• **What this task involves**
Count the lines of the data below that contain the string "positive", and give only the number.
Data to process START
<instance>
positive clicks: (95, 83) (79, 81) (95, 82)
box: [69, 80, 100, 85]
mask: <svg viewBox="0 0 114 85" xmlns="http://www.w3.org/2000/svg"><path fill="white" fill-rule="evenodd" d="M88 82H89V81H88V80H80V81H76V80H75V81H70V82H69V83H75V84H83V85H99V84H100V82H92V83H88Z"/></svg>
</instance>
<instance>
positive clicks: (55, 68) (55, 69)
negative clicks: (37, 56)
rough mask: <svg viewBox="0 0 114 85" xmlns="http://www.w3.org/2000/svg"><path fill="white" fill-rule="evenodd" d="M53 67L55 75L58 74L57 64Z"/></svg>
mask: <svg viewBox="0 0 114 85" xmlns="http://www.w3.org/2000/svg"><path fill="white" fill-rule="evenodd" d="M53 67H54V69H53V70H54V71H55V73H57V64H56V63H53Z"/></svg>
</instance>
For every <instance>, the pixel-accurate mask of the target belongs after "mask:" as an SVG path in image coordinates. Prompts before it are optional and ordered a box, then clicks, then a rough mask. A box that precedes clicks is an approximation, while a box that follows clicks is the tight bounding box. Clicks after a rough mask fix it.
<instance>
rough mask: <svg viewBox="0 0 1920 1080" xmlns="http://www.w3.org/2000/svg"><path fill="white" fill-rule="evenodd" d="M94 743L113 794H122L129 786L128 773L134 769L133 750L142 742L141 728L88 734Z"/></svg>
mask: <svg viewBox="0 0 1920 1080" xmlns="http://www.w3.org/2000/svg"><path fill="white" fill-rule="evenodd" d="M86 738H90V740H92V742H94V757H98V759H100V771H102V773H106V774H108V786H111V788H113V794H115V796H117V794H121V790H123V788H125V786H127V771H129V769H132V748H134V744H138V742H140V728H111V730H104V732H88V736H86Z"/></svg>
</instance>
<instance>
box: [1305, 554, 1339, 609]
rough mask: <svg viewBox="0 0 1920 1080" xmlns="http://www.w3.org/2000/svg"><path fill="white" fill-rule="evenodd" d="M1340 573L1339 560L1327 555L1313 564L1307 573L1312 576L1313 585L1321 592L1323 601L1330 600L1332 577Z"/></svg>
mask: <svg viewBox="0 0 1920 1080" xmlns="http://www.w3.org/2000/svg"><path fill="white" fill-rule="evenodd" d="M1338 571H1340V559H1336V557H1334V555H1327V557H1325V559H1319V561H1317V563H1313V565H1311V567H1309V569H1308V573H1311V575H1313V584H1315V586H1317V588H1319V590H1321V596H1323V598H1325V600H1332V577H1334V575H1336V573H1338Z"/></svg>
Data to process END
• **Reply**
2